→ **Problem statement**: What this exercise requires is a verbatim reproduction of the data below.

Segment Start: Provided entries

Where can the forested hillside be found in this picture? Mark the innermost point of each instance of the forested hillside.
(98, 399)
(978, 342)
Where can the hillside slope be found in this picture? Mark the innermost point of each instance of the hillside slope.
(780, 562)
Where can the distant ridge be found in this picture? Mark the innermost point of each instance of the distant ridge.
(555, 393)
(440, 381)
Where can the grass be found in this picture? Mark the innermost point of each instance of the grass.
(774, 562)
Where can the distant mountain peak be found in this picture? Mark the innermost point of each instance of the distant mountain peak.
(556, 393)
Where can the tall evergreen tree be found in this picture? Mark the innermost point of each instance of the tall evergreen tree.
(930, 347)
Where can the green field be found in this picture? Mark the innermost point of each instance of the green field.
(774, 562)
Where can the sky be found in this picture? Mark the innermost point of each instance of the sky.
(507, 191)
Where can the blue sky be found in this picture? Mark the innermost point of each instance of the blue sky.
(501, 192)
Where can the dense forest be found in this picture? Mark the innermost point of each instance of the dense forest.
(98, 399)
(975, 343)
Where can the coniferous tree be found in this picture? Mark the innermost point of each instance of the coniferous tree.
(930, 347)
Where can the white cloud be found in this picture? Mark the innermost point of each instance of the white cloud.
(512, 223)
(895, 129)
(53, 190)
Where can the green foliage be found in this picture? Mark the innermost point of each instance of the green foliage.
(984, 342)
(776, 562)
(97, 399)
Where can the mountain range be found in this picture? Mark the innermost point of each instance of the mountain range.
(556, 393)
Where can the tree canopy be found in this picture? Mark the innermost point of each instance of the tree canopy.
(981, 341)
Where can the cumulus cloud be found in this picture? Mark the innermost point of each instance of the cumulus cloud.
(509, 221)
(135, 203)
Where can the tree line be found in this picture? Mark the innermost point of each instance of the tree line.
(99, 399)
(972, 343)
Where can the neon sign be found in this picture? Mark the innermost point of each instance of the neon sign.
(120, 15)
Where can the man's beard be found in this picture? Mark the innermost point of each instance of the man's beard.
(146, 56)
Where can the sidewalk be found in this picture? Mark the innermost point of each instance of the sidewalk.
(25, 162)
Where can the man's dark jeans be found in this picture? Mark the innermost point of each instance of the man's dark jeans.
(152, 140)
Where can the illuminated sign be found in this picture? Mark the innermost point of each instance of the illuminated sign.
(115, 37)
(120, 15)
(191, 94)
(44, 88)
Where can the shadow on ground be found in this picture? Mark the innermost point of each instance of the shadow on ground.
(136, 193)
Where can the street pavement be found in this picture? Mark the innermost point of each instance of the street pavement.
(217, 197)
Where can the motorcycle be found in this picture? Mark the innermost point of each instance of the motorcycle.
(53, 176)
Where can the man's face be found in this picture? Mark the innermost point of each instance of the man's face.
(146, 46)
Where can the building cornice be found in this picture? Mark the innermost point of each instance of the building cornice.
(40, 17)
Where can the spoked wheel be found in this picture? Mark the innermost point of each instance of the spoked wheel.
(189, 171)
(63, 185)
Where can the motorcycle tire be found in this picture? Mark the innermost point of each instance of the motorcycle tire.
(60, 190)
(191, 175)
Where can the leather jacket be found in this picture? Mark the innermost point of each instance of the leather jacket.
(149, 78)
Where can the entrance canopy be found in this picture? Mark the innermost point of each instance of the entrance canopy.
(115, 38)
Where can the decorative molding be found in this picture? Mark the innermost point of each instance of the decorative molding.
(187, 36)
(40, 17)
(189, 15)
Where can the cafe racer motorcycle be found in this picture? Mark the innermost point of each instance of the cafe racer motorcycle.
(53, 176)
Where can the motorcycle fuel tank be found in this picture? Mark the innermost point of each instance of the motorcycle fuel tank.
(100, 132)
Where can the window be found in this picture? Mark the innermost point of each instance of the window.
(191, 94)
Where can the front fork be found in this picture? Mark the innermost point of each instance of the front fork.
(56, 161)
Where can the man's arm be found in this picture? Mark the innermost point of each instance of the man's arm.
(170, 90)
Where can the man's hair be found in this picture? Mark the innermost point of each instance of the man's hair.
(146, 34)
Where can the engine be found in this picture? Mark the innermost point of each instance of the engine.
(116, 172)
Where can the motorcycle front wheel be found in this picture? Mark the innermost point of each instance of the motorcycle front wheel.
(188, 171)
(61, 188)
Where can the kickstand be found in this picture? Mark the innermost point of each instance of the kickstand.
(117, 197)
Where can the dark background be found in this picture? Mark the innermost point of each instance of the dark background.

Segment End: Provided entries

→ **Written response**:
Where can the forested hillside be found in this picture? Mark the innermost point of each instance of the forested hillside.
(98, 399)
(978, 342)
Where can the hillside slope be found in this picture? Mark the innermost point of each instance of the hillside slope.
(780, 562)
Where can the distant ridge be found in this picture? Mark the innermost point of each instance of the distant ridge.
(555, 393)
(440, 381)
Where can the grass be found in this picture? Mark the innermost point of each instance of the grass.
(774, 562)
Where can the distant mountain peak be found in this picture? Mark the innermost point of each instance of the distant mountain peak.
(556, 393)
Where can the tall evergreen tree be found in this picture? Mark the innermost point of each instance of the tall evergreen tree.
(930, 347)
Where can the green field be found in this picture? Mark the innermost point of each instance of the green field.
(774, 562)
Where can the sky be found in this picture? Mark the innermost point of each instance of the sky.
(507, 191)
Where can the blue sky be found in this picture? Mark the innermost point of each instance of the blue sky.
(501, 192)
Where can the dense forest be found in this picture? Mark the innermost point of each instance of the dense forest.
(98, 399)
(975, 343)
Where can the coniferous tree be found in this picture? Mark the innermost point of each instance of the coniferous tree.
(930, 347)
Where can the white cloud be found in this picture? Mark the innermost point of each instance of the white cloud.
(512, 223)
(895, 129)
(53, 190)
Where can the green foliage be found in this picture? Mark the innermost point of each instance of the green foliage.
(984, 342)
(776, 562)
(97, 399)
Where can the mountain range be found in this picture? Mark the innermost point of each instance of the mountain range.
(556, 393)
Where can the tree canopy be found in this picture? Mark the innermost point of each instance of the tree canopy.
(981, 341)
Where can the cumulus cloud be found in this picture? Mark the innermost point of each instance of the cumulus cloud.
(509, 221)
(135, 203)
Where can the tree line be found in this picture? Mark the innermost point of each instance of the tree line.
(99, 399)
(972, 343)
Where can the neon sign be found in this picture? Mark the innermost point of each instance of the neon sign.
(120, 15)
Where can the man's beard be found in this picture? Mark the innermost point of each instance of the man's beard.
(146, 56)
Where can the sidewalk be found in this picture? Mark the innermost point of each instance of the sidewalk.
(25, 162)
Where can the man's dark jeans be found in this picture? Mark the innermost point of each instance of the man's dark jeans.
(152, 140)
Where can the illuminated sign be found in this picture? Mark the innermost point of each instance of the illuminated sign.
(115, 37)
(120, 15)
(191, 94)
(44, 88)
Where can the shadow on ground be found in this picture? Mark the innermost point of each instance of the shadow on ground.
(136, 193)
Where can the street pavement be found in this picture? Mark the innermost point of each instance of the street pavement.
(217, 197)
Where can the motorcycle be found in this picture? Mark the innermost point of each instance of the motorcycle.
(53, 176)
Where can the man's face be found in this picture? Mark the innermost point of each instance of the man's face.
(146, 46)
Where can the building cornice be found in this picture? Mark the innermost point of each instance of the building cornice.
(40, 17)
Where can the spoked wheel be found in this picture? Mark the innermost point of each instance of the spoked wheel.
(189, 171)
(63, 185)
Where can the motorcycle tire be found in this picture? Mark the innermost point of each instance of the motorcycle tire.
(60, 190)
(191, 175)
Where can the leather jacket be found in this picture? Mark the innermost point of each instance of the leather jacket.
(149, 78)
Where can the entrance canopy be found in this picture? Mark the innermost point of each instance of the entrance canopy.
(115, 38)
Where can the decorative molding be found in this picture? Mark the innermost point of each instance of the decorative molding.
(187, 36)
(40, 17)
(189, 15)
Where can the cafe racer motorcycle be found in this picture? Mark the innermost point of each instance of the cafe racer motorcycle.
(53, 176)
Where can the motorcycle fuel tank be found in this picture? Mark the innermost point of each instance of the motorcycle fuel tank.
(100, 132)
Where can the window be found in this picture? Mark the innermost point of each instance of the window.
(191, 94)
Where can the front fork be found in this picture? Mark the innermost point of each instance of the front fork.
(56, 161)
Where can the man's arm be found in this picture? Mark the innermost point of each instance of the man's arm.
(170, 90)
Where can the man's hair be found in this picture? Mark the innermost point of each instance of the man's hair.
(146, 34)
Where can the engine be found in this picture? Mark the innermost point of each instance of the engine.
(116, 172)
Where can the motorcycle front wheel be found in this picture? Mark the innermost point of each instance of the motorcycle front wheel.
(188, 171)
(61, 188)
Where can the kickstand be found in this picture? Mark the innermost point of each instance of the kickstand.
(117, 197)
Where can the dark background be found in this picture? Mark the innermost point of each instance of the dark background.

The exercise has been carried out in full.